*Task details:*
Filter the material below so that only lines containing "grassy" remain.
>>>
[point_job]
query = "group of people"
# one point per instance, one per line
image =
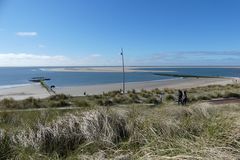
(182, 97)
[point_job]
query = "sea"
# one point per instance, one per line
(19, 76)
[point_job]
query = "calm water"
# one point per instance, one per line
(20, 76)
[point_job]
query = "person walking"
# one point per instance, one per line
(180, 96)
(185, 98)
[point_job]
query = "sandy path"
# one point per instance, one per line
(36, 91)
(149, 85)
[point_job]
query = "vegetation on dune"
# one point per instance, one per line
(197, 131)
(132, 130)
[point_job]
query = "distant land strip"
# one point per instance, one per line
(186, 75)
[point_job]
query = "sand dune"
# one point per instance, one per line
(37, 91)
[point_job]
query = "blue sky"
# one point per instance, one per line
(92, 32)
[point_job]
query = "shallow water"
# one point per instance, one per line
(12, 76)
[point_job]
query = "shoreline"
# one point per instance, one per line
(37, 91)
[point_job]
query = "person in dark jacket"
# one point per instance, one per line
(185, 98)
(180, 96)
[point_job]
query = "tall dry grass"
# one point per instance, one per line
(200, 131)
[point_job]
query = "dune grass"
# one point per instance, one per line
(200, 130)
(101, 129)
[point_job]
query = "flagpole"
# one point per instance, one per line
(123, 71)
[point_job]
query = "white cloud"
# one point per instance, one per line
(41, 46)
(26, 34)
(95, 55)
(24, 59)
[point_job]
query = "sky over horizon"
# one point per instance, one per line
(92, 32)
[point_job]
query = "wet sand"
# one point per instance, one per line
(37, 91)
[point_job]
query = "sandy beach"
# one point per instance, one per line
(37, 91)
(23, 92)
(104, 69)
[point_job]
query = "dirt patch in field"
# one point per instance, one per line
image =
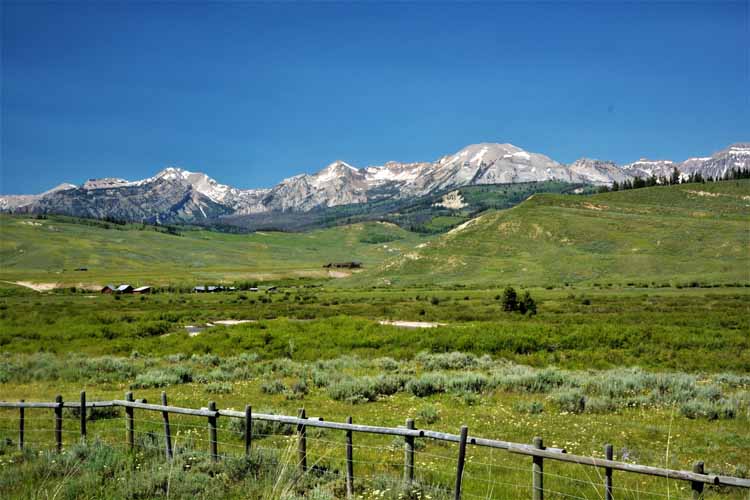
(412, 324)
(339, 274)
(194, 330)
(38, 287)
(592, 206)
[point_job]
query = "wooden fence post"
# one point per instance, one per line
(248, 428)
(302, 443)
(58, 422)
(608, 454)
(409, 454)
(461, 460)
(20, 426)
(538, 471)
(697, 486)
(212, 439)
(129, 427)
(167, 433)
(349, 461)
(83, 416)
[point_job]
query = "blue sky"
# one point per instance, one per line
(252, 93)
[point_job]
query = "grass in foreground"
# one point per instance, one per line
(662, 419)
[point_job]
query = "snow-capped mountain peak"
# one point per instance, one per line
(176, 194)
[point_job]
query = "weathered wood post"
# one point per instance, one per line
(212, 439)
(697, 486)
(58, 422)
(167, 433)
(302, 443)
(83, 416)
(538, 471)
(248, 428)
(349, 461)
(129, 427)
(461, 460)
(608, 454)
(21, 423)
(409, 454)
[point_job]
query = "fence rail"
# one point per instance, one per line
(697, 477)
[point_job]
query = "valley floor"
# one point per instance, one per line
(567, 374)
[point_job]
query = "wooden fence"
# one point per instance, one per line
(536, 451)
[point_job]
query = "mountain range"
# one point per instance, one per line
(178, 195)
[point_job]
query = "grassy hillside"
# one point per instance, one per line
(676, 234)
(49, 250)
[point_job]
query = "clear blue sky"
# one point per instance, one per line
(252, 93)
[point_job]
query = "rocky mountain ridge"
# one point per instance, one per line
(178, 195)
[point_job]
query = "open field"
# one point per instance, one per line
(689, 329)
(641, 339)
(689, 401)
(663, 419)
(49, 251)
(677, 234)
(661, 235)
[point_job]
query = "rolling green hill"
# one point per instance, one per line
(675, 234)
(49, 251)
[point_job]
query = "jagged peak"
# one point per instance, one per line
(338, 165)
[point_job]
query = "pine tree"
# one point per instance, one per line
(675, 176)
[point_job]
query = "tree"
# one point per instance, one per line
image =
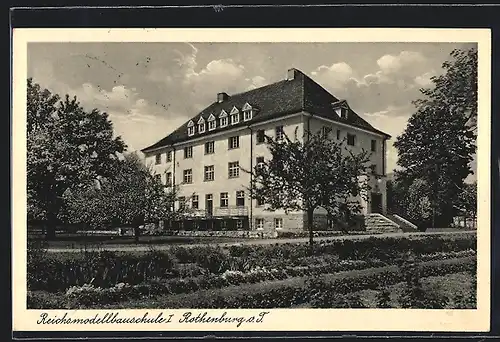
(302, 175)
(439, 141)
(133, 196)
(67, 147)
(420, 209)
(467, 201)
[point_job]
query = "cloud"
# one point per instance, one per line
(425, 80)
(393, 121)
(392, 64)
(395, 81)
(334, 76)
(256, 82)
(134, 118)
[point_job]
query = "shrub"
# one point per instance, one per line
(383, 299)
(102, 268)
(414, 295)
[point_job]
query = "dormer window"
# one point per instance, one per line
(212, 124)
(191, 128)
(247, 112)
(201, 125)
(235, 116)
(223, 118)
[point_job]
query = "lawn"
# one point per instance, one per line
(336, 273)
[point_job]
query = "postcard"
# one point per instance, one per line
(251, 179)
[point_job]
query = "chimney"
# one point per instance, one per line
(291, 74)
(221, 97)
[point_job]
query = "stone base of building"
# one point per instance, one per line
(292, 222)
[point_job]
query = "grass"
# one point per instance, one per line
(448, 285)
(72, 241)
(184, 300)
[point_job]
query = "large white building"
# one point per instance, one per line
(205, 154)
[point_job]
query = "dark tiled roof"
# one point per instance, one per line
(272, 101)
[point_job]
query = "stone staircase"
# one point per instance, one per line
(377, 223)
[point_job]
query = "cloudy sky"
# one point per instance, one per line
(149, 89)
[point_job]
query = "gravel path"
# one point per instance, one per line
(145, 248)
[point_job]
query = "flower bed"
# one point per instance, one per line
(104, 269)
(274, 297)
(250, 234)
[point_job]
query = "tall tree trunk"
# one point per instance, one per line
(50, 231)
(137, 233)
(310, 226)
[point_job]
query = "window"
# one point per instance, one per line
(240, 198)
(182, 202)
(259, 162)
(235, 116)
(188, 152)
(194, 202)
(280, 134)
(209, 147)
(247, 115)
(234, 169)
(223, 225)
(259, 224)
(223, 118)
(325, 132)
(201, 128)
(351, 139)
(188, 176)
(261, 136)
(234, 142)
(278, 223)
(223, 122)
(209, 173)
(190, 128)
(212, 125)
(239, 224)
(224, 199)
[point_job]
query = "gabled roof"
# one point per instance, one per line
(246, 106)
(234, 110)
(273, 101)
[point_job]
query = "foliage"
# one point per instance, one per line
(384, 299)
(317, 292)
(67, 147)
(133, 196)
(439, 141)
(420, 210)
(467, 203)
(236, 265)
(414, 295)
(102, 268)
(305, 175)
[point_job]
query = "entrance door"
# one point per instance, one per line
(209, 204)
(376, 204)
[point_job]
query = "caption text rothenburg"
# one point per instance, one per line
(113, 318)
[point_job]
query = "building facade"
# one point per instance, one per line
(208, 155)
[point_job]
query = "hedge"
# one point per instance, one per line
(47, 271)
(282, 296)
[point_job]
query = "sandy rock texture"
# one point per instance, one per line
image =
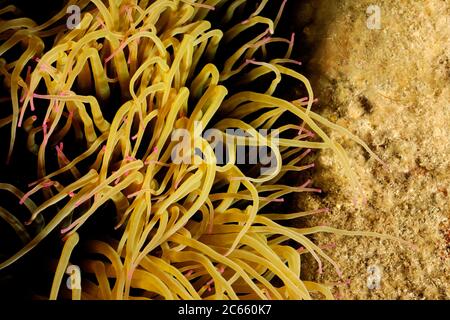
(391, 87)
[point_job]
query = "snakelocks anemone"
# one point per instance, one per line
(124, 111)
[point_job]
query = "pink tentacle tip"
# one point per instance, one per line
(307, 183)
(320, 269)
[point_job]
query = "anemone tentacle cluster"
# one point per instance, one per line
(98, 105)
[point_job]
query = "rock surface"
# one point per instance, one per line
(389, 86)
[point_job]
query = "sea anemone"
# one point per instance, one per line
(111, 115)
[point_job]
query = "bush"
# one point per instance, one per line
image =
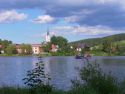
(37, 80)
(93, 77)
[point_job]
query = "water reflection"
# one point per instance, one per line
(61, 69)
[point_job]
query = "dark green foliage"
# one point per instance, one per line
(37, 80)
(97, 41)
(26, 49)
(11, 49)
(93, 77)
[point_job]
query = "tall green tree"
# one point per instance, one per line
(11, 49)
(60, 41)
(26, 49)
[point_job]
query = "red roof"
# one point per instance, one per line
(1, 46)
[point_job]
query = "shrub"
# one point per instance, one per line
(93, 77)
(37, 80)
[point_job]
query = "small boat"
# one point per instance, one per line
(79, 57)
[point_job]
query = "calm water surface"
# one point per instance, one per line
(61, 69)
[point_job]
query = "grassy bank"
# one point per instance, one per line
(93, 81)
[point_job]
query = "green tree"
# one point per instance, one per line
(60, 41)
(26, 49)
(47, 47)
(11, 49)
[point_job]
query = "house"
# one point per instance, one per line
(1, 51)
(54, 48)
(18, 48)
(36, 48)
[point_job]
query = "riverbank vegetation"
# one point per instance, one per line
(93, 81)
(59, 46)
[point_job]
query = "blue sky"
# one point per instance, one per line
(27, 21)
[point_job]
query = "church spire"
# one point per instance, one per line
(47, 36)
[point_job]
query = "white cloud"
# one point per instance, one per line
(86, 30)
(71, 19)
(44, 19)
(11, 16)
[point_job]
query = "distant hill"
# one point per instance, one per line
(96, 41)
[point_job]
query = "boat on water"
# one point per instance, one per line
(82, 56)
(79, 57)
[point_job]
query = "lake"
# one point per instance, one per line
(61, 69)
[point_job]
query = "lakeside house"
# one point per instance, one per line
(36, 48)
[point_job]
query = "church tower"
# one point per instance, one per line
(47, 36)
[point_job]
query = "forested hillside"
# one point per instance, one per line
(97, 41)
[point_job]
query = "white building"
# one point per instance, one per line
(36, 48)
(47, 37)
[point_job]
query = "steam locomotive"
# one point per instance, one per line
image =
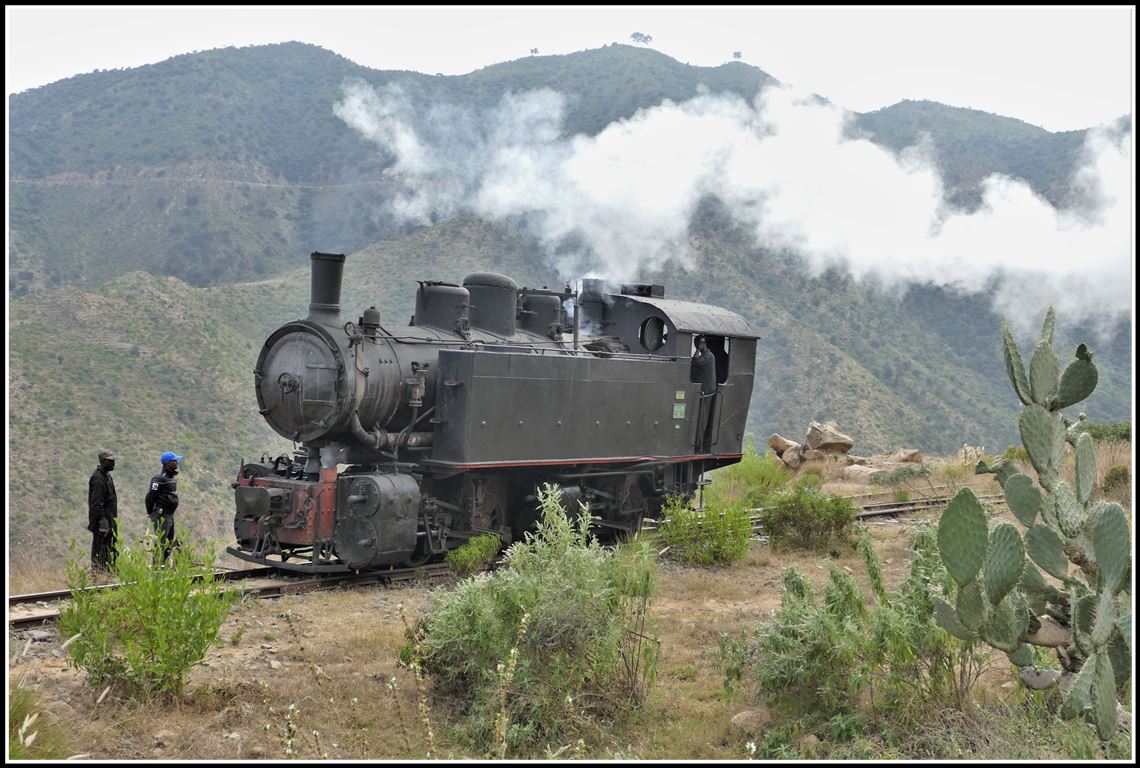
<<<
*Completed task:*
query = "grassy hillside"
query = "grassy bank"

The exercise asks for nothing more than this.